Dataset content Start Marker
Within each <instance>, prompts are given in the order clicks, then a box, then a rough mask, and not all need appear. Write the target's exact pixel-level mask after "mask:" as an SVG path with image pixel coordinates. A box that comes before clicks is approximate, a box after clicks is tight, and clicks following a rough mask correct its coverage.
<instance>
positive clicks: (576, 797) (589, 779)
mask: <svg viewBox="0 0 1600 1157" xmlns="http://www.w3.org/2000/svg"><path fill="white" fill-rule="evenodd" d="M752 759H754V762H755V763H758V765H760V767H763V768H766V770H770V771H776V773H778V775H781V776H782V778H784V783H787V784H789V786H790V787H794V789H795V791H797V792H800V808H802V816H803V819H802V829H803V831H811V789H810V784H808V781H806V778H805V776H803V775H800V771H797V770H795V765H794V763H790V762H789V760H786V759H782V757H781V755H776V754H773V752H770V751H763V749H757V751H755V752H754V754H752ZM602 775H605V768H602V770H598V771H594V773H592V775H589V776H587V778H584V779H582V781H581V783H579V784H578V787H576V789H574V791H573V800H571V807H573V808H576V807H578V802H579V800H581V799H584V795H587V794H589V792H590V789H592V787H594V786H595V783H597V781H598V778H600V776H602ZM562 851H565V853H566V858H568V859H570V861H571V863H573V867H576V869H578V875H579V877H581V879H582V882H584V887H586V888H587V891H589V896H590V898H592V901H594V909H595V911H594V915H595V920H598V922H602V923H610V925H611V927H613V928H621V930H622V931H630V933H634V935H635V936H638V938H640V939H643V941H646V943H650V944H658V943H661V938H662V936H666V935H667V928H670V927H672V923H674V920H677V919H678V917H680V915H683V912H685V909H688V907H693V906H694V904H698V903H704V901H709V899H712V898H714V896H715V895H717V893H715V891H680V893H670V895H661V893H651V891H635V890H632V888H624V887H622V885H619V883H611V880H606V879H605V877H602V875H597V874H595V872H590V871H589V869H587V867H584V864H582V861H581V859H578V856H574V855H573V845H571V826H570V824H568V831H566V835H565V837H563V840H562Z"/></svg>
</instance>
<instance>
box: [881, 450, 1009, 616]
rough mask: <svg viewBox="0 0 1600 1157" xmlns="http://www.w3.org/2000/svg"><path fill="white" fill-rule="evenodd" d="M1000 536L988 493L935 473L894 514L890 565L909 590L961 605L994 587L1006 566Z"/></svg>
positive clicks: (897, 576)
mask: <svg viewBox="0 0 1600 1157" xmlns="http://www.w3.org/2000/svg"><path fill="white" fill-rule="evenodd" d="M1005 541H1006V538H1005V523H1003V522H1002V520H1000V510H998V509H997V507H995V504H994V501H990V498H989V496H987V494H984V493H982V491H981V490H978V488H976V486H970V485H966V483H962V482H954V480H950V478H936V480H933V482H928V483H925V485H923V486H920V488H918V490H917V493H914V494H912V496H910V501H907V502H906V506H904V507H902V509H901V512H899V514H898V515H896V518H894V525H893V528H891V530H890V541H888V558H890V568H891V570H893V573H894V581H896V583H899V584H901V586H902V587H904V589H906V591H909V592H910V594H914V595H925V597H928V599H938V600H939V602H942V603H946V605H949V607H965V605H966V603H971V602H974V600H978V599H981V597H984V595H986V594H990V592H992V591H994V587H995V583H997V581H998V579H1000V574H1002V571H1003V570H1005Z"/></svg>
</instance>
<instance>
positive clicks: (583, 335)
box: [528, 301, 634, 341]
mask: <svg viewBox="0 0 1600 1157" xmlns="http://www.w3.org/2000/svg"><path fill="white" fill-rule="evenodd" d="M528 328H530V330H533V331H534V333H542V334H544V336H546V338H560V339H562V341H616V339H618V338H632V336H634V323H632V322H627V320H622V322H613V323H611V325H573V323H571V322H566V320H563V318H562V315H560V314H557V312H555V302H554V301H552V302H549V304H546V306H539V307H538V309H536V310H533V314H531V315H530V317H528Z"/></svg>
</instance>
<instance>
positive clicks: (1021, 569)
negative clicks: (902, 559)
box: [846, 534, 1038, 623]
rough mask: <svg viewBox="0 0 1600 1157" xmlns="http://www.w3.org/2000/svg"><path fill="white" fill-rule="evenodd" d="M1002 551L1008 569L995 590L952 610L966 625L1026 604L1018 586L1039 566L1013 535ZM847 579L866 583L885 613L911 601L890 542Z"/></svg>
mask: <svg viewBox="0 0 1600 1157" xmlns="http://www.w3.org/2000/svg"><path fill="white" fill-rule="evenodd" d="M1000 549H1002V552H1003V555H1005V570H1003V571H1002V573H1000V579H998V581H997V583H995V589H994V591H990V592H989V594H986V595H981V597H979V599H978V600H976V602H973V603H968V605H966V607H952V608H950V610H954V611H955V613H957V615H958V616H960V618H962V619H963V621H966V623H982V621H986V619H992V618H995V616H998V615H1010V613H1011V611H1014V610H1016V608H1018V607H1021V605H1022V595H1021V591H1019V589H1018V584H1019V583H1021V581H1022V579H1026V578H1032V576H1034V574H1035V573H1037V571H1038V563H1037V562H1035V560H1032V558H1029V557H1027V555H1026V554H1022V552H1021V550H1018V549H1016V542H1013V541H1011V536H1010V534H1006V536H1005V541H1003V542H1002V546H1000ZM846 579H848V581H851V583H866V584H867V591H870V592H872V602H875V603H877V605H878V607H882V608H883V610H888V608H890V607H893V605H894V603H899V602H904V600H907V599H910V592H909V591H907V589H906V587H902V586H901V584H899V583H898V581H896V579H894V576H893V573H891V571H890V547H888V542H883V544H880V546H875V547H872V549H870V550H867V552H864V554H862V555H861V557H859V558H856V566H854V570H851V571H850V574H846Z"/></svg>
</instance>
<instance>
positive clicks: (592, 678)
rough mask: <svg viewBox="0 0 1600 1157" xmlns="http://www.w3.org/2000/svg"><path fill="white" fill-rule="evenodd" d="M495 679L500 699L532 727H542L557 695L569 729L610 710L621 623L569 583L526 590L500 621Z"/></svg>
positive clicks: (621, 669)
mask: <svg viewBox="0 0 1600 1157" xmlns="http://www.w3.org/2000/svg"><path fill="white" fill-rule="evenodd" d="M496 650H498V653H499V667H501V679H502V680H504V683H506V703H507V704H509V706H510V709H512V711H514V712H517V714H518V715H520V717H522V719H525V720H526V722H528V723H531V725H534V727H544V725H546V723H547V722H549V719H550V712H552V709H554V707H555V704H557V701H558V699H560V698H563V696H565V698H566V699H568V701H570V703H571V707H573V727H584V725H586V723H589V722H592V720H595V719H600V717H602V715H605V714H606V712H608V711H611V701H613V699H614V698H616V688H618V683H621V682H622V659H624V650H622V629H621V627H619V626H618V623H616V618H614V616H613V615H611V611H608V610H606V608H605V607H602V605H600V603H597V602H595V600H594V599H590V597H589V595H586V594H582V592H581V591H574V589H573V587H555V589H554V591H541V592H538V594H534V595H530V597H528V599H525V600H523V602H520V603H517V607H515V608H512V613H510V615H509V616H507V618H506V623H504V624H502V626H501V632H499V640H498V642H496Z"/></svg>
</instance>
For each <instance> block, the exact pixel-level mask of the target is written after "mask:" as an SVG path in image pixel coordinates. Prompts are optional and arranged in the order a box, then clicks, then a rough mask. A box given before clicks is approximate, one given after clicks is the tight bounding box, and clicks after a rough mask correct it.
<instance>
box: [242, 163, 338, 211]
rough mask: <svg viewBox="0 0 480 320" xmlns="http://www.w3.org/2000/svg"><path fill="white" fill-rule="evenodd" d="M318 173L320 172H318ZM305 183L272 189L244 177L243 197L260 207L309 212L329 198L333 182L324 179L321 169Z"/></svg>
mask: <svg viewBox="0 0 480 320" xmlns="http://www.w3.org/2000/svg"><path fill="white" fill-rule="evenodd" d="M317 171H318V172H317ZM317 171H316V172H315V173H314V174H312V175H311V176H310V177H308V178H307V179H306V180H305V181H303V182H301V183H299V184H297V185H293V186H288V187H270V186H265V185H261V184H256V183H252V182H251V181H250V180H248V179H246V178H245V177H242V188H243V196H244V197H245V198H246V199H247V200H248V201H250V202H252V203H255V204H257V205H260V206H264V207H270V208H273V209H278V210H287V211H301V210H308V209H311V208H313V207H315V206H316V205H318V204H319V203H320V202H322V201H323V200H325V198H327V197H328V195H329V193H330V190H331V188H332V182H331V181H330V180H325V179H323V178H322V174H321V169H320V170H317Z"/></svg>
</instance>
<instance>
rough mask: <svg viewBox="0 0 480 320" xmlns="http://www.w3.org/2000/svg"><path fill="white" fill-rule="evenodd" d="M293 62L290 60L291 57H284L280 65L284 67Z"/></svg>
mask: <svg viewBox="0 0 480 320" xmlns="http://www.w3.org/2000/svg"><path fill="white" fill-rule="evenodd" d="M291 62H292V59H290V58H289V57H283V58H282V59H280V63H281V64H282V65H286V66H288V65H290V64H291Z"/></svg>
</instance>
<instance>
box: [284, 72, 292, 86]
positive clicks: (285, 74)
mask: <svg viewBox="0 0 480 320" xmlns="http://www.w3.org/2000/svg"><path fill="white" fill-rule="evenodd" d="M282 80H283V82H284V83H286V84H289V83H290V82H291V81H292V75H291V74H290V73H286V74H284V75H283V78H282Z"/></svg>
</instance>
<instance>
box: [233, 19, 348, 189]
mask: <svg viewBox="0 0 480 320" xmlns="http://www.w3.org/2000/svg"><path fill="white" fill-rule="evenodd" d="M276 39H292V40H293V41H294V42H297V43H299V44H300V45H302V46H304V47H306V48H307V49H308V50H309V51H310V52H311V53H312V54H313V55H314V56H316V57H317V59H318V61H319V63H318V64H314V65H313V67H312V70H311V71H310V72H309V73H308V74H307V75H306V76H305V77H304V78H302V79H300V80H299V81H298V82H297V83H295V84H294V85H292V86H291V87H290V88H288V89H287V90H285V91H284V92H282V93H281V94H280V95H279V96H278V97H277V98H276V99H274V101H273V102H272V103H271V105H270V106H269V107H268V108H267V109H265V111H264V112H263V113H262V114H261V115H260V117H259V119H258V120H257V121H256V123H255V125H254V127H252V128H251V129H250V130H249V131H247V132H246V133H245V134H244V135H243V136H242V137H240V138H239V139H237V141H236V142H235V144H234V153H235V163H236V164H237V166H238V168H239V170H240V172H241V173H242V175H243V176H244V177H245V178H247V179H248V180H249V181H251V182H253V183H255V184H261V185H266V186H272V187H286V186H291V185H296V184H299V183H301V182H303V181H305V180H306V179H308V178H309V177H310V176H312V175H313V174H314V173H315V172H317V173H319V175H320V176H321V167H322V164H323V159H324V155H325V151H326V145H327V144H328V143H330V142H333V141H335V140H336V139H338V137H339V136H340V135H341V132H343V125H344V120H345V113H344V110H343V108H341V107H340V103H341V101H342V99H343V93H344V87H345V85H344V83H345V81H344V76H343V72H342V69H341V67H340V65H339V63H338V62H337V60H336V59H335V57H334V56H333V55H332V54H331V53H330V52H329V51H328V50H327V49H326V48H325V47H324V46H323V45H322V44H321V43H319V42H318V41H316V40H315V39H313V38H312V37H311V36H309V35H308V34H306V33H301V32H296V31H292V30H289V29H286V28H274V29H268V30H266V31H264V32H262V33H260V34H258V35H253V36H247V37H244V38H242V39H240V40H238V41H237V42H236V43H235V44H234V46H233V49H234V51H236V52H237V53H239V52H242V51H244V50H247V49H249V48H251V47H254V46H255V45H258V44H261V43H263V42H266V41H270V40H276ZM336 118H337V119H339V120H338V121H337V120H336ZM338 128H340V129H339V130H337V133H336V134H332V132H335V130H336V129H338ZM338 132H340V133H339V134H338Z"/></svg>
Dataset content End Marker
Pull out every line above that contains the string "target", matching case exactly.

**Answer section**
Within each <instance>, prompts are given in the order clicks, then a box, then a rough mask, and not all need appear. Write the target's exact pixel-level mask after "mask:" as an SVG path with image pixel coordinates. A box that comes before clicks is approximate, a box after clicks is tight, and clicks following a rough mask correct its coverage.
For each <instance> block, the exact pixel-level mask of the target is written after "mask:" as an SVG path in image pixel coordinates. Prompts are optional and arranged in the order a box, then clicks, then a rough mask. A box given before clicks is approximate, one given after clicks is the tight bounding box, and clicks after a rough mask correct it.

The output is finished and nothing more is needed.